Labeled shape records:
_ _ _ _ _

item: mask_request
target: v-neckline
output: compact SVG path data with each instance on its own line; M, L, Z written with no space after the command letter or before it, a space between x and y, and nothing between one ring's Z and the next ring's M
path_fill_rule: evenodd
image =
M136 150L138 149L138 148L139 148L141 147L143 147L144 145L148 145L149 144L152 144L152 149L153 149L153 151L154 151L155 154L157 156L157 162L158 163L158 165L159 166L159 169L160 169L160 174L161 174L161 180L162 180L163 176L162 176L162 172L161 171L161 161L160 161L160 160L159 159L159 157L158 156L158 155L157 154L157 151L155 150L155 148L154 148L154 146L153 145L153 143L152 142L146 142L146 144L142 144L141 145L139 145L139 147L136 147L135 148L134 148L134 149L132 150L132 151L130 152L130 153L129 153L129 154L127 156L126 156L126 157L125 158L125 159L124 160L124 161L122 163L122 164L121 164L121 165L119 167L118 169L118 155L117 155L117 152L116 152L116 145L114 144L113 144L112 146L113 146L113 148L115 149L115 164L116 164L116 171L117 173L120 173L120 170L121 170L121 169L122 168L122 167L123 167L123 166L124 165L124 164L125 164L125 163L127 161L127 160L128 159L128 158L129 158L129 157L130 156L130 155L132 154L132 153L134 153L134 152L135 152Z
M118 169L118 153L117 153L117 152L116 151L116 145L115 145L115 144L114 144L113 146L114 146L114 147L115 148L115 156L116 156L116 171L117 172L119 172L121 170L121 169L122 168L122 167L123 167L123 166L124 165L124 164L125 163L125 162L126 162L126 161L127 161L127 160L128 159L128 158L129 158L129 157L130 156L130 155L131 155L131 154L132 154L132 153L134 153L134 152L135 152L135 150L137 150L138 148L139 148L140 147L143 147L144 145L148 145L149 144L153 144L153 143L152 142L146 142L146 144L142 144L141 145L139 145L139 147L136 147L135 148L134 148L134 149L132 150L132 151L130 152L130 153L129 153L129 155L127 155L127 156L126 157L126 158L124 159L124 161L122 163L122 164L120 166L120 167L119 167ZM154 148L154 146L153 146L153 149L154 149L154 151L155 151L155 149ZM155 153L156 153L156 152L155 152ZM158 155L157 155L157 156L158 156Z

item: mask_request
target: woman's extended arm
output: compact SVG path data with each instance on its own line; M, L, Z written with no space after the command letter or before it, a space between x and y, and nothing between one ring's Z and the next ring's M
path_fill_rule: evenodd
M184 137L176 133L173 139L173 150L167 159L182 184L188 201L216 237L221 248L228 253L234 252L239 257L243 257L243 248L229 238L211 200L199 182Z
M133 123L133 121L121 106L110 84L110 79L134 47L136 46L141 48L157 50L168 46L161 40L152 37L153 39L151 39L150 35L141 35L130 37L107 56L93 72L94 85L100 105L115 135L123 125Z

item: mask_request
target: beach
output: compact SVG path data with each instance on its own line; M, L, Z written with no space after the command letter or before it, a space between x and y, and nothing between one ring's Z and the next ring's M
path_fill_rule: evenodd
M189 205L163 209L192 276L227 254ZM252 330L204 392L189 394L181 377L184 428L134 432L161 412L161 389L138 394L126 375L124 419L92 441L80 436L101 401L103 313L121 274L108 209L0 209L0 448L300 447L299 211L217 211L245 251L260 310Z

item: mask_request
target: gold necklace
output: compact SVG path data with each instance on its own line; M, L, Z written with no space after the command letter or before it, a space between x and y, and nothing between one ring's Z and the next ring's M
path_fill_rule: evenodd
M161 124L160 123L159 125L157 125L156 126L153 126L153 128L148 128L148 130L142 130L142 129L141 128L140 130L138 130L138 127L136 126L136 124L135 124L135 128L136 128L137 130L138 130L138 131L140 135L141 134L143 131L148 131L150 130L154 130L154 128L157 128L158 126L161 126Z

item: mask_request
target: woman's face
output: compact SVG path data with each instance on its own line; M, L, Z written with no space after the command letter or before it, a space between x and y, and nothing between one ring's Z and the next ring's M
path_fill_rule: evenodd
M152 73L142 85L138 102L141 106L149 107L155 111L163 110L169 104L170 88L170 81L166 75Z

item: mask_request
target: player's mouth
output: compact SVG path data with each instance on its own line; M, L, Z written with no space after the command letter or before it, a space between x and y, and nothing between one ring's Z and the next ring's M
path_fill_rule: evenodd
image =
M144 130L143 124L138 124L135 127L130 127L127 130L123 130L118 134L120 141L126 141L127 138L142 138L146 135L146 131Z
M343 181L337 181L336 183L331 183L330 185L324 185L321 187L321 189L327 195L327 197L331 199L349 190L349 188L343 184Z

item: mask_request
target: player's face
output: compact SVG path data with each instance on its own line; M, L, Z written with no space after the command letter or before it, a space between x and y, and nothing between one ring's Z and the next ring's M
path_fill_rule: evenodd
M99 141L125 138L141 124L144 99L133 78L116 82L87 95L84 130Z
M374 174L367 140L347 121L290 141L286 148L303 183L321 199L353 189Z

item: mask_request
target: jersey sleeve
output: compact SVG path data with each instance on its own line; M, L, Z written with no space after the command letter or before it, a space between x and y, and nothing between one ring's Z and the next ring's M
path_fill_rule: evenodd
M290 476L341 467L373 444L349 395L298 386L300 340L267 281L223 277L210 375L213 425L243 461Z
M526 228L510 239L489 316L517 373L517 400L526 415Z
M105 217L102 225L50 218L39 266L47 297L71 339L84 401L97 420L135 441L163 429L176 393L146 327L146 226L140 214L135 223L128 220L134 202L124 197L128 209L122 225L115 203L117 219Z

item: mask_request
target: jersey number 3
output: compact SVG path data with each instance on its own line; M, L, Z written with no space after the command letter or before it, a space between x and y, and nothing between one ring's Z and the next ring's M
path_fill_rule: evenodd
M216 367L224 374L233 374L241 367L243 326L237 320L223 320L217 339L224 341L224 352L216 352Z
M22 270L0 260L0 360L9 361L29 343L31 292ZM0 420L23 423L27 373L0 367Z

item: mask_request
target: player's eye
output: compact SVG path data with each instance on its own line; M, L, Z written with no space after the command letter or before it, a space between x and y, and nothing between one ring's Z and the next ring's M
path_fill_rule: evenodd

_ _ _ _ _

### WORK REQUIRED
Find each line above that contains the string "jersey", and copy those lines.

### TASK RESULT
target: jersey sleeve
target: jersey number 3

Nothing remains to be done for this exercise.